DIRECTIVE: Here are some records. Copy each one exactly.

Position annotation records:
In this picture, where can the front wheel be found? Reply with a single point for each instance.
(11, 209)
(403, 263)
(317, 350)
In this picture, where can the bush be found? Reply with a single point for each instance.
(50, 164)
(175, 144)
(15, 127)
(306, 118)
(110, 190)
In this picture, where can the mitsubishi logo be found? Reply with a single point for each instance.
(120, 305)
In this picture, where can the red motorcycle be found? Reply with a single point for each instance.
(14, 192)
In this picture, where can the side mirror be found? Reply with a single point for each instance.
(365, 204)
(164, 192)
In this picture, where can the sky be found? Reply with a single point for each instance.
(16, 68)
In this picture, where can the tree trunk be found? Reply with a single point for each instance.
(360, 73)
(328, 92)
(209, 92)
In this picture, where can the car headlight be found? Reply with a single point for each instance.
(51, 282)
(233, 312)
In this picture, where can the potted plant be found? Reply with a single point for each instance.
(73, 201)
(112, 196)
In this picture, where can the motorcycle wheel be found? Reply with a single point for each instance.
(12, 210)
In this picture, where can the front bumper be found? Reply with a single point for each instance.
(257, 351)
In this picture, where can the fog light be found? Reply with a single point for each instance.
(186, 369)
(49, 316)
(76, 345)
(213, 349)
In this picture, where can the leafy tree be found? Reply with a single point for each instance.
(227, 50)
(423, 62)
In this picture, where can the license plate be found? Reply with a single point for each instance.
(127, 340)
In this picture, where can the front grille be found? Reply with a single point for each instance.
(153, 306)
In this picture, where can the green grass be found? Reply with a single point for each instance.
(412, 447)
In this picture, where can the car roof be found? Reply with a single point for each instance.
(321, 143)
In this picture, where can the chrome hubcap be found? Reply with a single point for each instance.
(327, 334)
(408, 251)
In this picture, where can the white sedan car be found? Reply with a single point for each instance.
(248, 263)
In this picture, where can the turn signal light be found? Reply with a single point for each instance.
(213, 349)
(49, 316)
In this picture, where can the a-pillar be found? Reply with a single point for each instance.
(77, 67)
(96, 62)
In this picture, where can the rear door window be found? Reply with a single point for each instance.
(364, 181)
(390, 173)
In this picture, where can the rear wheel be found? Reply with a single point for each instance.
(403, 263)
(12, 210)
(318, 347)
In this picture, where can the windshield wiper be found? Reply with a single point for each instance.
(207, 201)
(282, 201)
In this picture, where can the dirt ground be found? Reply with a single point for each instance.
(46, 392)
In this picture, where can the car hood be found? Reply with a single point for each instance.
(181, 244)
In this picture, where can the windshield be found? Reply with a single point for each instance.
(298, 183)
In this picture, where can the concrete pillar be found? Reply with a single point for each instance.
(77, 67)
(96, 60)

TASK ANSWER:
In this picture, where can the front wheel be found? Reply with a single point for each instance.
(11, 209)
(403, 263)
(317, 350)
In this picture, where can the bush be found? Reply with a single point for each instance.
(50, 164)
(175, 144)
(15, 127)
(306, 118)
(110, 190)
In this picture, where can the mitsubishi logo be found? Reply with a single point for each instance.
(120, 305)
In this picture, where can the red motorcycle be found? Reply with a single point for each instance.
(14, 192)
In this picture, where can the side mirror be found? Reply with a single point for each instance.
(365, 204)
(164, 192)
In this picture, where can the sky be found? Reply with a single point for each instance.
(16, 68)
In this picture, where can the tree trunk be found? Reply with a single point for each instance.
(360, 73)
(328, 92)
(209, 92)
In this picture, where can the car headlight be found? Reply with a single point for each instance.
(51, 282)
(233, 312)
In this picture, where can the potted plant be found? Reply with a single point for each instance.
(73, 201)
(112, 196)
In this picture, where can the motorcycle wheel be found? Reply with a single point for each instance.
(12, 210)
In this picture, where can the front bumper be found? Reply with a single point for each instance.
(257, 351)
In this picture, where can the fog light be found? Reply with a single point for each instance.
(186, 369)
(49, 316)
(76, 345)
(213, 349)
In this picture, where can the leafy tree be found? Reply with a single point for each instance.
(227, 50)
(423, 62)
In this picture, where can the license plate be found? Reply with a single point for each instance.
(127, 340)
In this picture, where can the front grille be found? Reply with a single point for each instance.
(153, 306)
In this picture, where can the green grass be found? Reply with a single point for each instance.
(412, 447)
In this picture, where can the car roof be found? Reply with a single point for each instance.
(321, 143)
In this picture, where can the chrome hubcap be found? Reply with a single point for each instance.
(327, 334)
(408, 251)
In this picture, where can the white sedan car be found? Reply with a single point for each instance.
(248, 263)
In this picture, where can the turn signal light be found? Reply with a single point for each instance.
(213, 349)
(49, 316)
In this picture, where can the a-pillar be found? Reply with a single point for each instance.
(77, 67)
(96, 62)
In this picture, where can the rear door window be found? Reply with a single point for each instance.
(364, 181)
(390, 173)
In this picture, where can the rear wheel be found? Reply with a single point for each instance.
(403, 263)
(12, 210)
(318, 347)
In this picture, where can the windshield wiper be found? Reply with a single point for each instance.
(207, 201)
(282, 201)
In this picture, where can the dirt ground be found? Reply with a single point for each instance.
(46, 392)
In this picture, where can the car hood be found? Reply with a single point for each instance.
(181, 244)
In this picture, where can the windshield be found? Reply with a single point for each instance.
(298, 183)
In this picture, where can the concrete pillar be found? Reply with a single point for each instance.
(77, 67)
(96, 60)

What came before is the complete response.